*TO DO:*
Copy out the listing that follows exactly, dropping every picture.

○ ○ ○ ○

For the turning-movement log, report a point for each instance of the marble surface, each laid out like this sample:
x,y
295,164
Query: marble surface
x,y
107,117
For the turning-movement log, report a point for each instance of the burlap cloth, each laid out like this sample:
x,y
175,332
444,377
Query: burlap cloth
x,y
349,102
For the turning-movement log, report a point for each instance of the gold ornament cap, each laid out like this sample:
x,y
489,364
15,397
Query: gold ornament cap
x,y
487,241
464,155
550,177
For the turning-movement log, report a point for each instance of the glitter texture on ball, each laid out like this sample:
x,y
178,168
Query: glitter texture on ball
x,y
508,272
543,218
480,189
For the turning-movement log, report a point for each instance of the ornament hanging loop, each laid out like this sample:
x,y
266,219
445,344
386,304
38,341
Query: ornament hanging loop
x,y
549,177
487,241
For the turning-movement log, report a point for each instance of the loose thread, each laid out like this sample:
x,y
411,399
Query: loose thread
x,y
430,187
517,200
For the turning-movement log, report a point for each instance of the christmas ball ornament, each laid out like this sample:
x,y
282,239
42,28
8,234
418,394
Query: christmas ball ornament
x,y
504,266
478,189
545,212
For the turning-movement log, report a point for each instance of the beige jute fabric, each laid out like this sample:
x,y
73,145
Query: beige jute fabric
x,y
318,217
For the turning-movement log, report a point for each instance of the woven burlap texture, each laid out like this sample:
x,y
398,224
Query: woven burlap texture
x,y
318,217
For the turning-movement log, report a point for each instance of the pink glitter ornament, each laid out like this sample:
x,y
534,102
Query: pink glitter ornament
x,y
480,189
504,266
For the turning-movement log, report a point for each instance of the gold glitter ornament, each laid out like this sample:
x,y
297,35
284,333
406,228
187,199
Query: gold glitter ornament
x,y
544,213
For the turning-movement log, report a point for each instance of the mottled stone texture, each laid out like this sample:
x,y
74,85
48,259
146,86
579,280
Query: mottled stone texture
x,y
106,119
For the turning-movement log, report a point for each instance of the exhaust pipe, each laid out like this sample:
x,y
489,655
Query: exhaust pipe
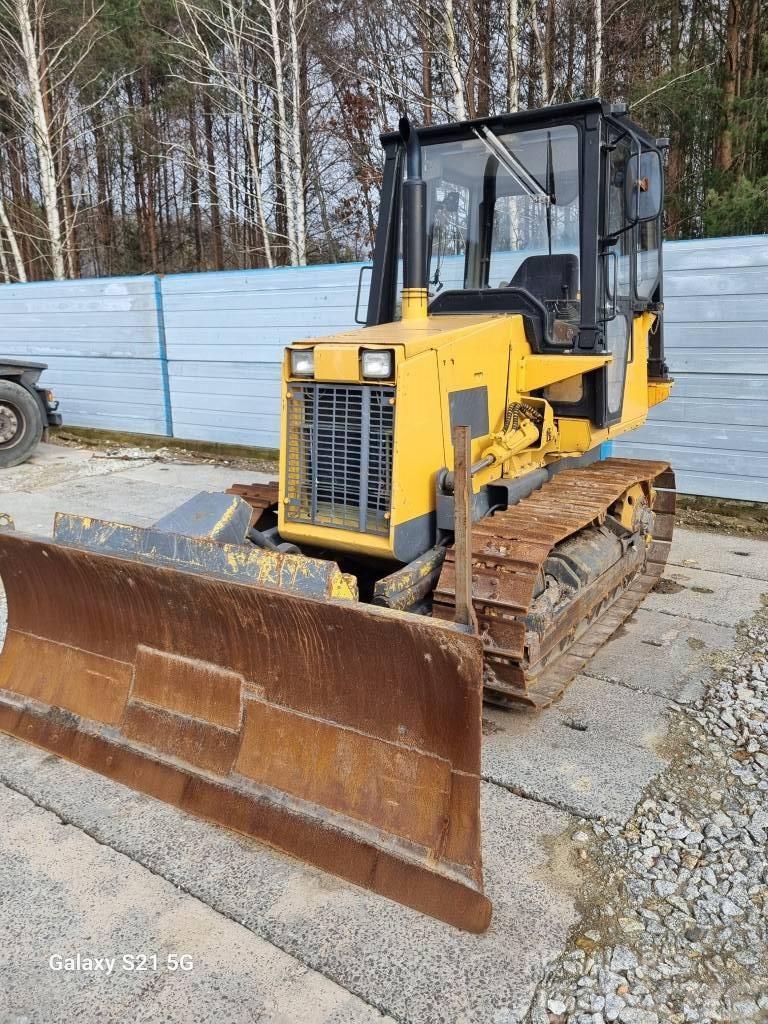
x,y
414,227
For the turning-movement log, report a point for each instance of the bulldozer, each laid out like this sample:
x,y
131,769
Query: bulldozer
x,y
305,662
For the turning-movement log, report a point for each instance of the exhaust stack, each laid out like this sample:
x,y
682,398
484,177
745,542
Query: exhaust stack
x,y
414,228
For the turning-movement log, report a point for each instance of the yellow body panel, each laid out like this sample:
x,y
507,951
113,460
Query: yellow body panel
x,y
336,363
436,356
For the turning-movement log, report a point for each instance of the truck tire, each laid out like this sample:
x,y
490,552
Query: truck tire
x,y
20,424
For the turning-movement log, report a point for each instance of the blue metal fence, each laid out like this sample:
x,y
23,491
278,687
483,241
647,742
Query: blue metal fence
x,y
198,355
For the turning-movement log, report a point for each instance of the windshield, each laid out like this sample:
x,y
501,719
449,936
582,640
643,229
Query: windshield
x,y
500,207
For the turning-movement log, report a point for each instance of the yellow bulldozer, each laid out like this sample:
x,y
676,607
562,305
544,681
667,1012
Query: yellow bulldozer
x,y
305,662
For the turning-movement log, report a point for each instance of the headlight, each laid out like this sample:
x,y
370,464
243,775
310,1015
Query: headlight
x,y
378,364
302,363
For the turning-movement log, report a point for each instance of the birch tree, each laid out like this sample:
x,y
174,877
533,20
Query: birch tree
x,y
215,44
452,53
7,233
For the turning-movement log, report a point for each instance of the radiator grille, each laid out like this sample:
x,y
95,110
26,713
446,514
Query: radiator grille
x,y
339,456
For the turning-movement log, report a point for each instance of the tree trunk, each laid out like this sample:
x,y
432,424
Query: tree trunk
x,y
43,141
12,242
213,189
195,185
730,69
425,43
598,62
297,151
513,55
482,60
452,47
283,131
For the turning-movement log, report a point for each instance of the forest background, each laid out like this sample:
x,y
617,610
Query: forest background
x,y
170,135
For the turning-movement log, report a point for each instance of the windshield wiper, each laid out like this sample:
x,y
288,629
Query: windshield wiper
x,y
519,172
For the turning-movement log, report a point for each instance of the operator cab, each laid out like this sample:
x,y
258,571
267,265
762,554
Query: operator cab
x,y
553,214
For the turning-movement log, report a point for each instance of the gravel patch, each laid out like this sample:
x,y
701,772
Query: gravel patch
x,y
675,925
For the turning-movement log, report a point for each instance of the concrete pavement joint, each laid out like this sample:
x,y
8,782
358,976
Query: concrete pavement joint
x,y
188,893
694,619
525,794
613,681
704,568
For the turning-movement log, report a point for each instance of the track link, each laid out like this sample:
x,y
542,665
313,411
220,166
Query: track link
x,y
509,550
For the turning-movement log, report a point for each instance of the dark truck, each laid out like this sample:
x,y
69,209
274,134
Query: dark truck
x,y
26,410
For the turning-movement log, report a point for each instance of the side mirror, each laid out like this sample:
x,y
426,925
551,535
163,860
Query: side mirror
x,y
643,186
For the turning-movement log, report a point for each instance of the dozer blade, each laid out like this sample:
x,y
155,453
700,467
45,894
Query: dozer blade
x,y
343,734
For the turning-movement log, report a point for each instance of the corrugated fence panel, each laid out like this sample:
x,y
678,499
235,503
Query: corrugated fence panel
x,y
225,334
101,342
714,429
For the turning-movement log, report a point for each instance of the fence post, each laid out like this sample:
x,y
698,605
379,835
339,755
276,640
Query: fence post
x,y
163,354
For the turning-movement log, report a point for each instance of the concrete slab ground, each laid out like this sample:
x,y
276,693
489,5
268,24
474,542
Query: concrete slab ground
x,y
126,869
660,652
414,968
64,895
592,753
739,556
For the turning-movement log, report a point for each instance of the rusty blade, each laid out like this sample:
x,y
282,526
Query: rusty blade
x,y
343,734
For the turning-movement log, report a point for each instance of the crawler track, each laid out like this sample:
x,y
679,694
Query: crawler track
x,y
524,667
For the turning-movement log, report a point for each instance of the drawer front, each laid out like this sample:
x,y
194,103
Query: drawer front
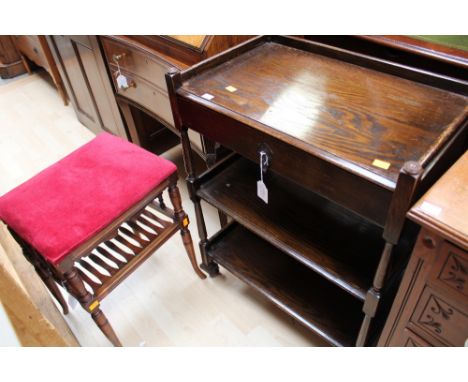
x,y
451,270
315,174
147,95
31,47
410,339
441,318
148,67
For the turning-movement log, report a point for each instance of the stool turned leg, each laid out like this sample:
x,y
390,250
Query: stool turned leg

○ ○ ○ ○

*EXERCISE SOLUTION:*
For the turning-movement log, report a point for each instance of the marble surface, each laid out like this sample:
x,y
295,164
Query: marble surface
x,y
107,117
For the turning-movement log, report a point for each instance of the burlap cloth, each laid out like this sample:
x,y
175,332
444,377
Query: burlap cloth
x,y
349,102
For the turning-movement log, report a point for each instance of the gold ornament cap, each laid out like this sample:
x,y
489,364
15,397
Query: gold ornament cap
x,y
487,241
464,155
550,177
For the turning-movement log, report a point for each instance of the glitter texture on ball, each laid out like this sample:
x,y
178,168
Query: glitter texture on ball
x,y
508,272
543,218
480,189
For the turning-movement log, report a point for each instance of the ornament hanging loop, each laid out like this sample:
x,y
266,219
445,344
386,304
38,341
Query: ornament hanging loop
x,y
549,177
487,241
For the turning-movement log, report a point for each instance of the loose thread, each laid out like this sample:
x,y
411,399
Query: loose thread
x,y
430,187
517,200
For the turning-movement log, report a point for each instance of the christmas ball ornament, each laid out like this sample:
x,y
282,239
42,28
8,234
418,394
Query: christmas ball ornament
x,y
504,266
478,189
545,212
For the turning-movement log, report a point for each instance of the beige jute fabric, each laid out like this sample:
x,y
73,145
Query: beige jute fabric
x,y
318,217
For the turning-movement log, report a point for each instance of the woven burlap texture, each laid out like this sample:
x,y
398,224
Query: woven burlap texture
x,y
318,217
For the turning-movement log, report a point for each instance of the pink glitter ornament, each laid out like this sample:
x,y
534,102
Query: pink glitter ornament
x,y
480,189
504,266
For the turning-movement log, report a point for each instance of the gold glitter ornament, each laid out like this sample:
x,y
297,35
284,333
406,228
187,199
Query: gold glitter ornament
x,y
544,213
For the turning-movement log, report a point for each instance of the mottled stone texture, each laid out like this sample:
x,y
74,85
48,259
146,86
579,280
Query: mottled stone texture
x,y
106,119
For the turning-movement log, report a point for each instance of the exhaust pipe, each laid out like this sample:
x,y
489,655
Query: exhaust pipe
x,y
414,227
For the turning-movement log, report a point for each instance of the bulldozer, each laid out like this sample:
x,y
131,769
Query: bulldozer
x,y
305,662
For the turning-movement log, report a point for each instance of the exhaust stack, each laid out like this sample:
x,y
682,398
484,177
745,542
Query: exhaust stack
x,y
414,228
For the turning-movement log, report a point for each instance of the yellow body panel, each laid out like this sample:
x,y
507,951
113,460
Query: yellow body panel
x,y
336,363
436,356
For the turning-movement log, report a point for each instance of the truck tire, each laid out like this sample:
x,y
490,552
Query: truck tire
x,y
20,424
For the turning-movement log, report a point for each instance of the blue metal fence, each laid out like this sample:
x,y
23,491
278,687
483,241
647,742
Query: blue metal fence
x,y
198,355
For the turning-movement log, report a point for each instance of the windshield, each laid out like this sample:
x,y
501,719
449,936
582,640
643,229
Query: windshield
x,y
500,207
For the turning-movement log, report a point for each instance of the yellow bulldozer, each laid out like this sample:
x,y
676,607
562,305
544,681
667,1012
Query: yellow bulldozer
x,y
305,662
For the turning-movement log, report a point for each instance of the headlight, each laid out like this sample:
x,y
370,464
243,775
310,1015
Query: headlight
x,y
378,364
302,363
For the turning-movement log, report a point for each instance of the birch tree, each laid out like this sample:
x,y
174,877
533,20
Query: birch tree
x,y
215,44
452,53
7,233
For the turning-movement log, report a point for each instance of the radiator grille, each laid out like this sample:
x,y
95,110
26,713
446,514
Query: radiator grille
x,y
339,456
For the turning-movement log, report a point for each instance of the tree trunk, each laid out like this sample:
x,y
432,424
Query: tree trunk
x,y
43,141
12,242
213,189
195,185
730,69
425,43
598,62
297,151
513,55
482,60
452,47
283,131
For the turning-movement log, report a point for each instance of the forest background, each laid out like this sample:
x,y
617,610
Query: forest background
x,y
170,135
For the turning-movement log, report a point for each instance of the windshield wiper, each laid out like this sample:
x,y
288,629
Query: windshield wiper
x,y
519,172
For the turning-movement log, report a point for each instance of the operator cab, each laid out like this sample:
x,y
258,571
267,265
762,554
Query: operator cab
x,y
553,214
For the turning-movement log, report a point for each instance of the gravel patch, each laid out like this sample:
x,y
701,772
Query: gravel patch
x,y
675,925
For the turning-movement log, report a point for each instance of the concrete pavement joint, each laid out like this sample:
x,y
8,782
358,976
Query: concrete pavement joint
x,y
188,893
694,619
525,794
613,681
704,568
For the turning-movement log, report a point for each instance of the track link, each laid out like this sample:
x,y
542,665
313,411
220,166
Query: track link
x,y
509,550
For the turning-movement log, report a point for each instance of the dark truck, each laid out like this sample:
x,y
69,209
274,134
Query: dark truck
x,y
26,410
For the turning-movement log, report a point for each instance of the side mirror, each laid out like this sample:
x,y
426,925
551,535
163,860
Query: side mirror
x,y
643,186
For the turning-movement log, report a point for each instance of the dozer blade, each laid out like this sample:
x,y
155,453
700,467
45,894
Query: dozer blade
x,y
343,734
For the turning-movement log, report a point for each instance of the corrugated fence panel, each laid out like this sample:
x,y
678,499
235,503
Query: corrugated fence panel
x,y
225,334
101,342
714,429
For the turning-movement log, report a point for each instance of the fence post, each laid out like this sample:
x,y
698,605
379,835
339,755
276,640
Query: fence post
x,y
163,354
For the turning-movement log, report a point for each instance of the concrete slab ground, each laid out like this sample:
x,y
276,693
489,5
268,24
474,542
Query: concrete slab ground
x,y
126,869
660,652
414,968
64,895
592,753
739,556
For the turning-movement log, report a point for each instance of the rusty blade, each laid out like this sample:
x,y
282,526
Query: rusty blade
x,y
343,734
For the turning-movement log, report a point for each instance of the crawler track, each laid out like this sample:
x,y
679,694
Query: crawler track
x,y
524,667
For the turning-movement log, report a point for each instance of the drawer front, each laid out like this sample:
x,y
194,103
Query: drawer front
x,y
451,270
315,174
147,95
31,47
410,339
441,318
148,67
For the turning-movement log, report a point for each instance of the stool turned leg, each laid out like this sample:
x,y
390,250
Query: stool turned leg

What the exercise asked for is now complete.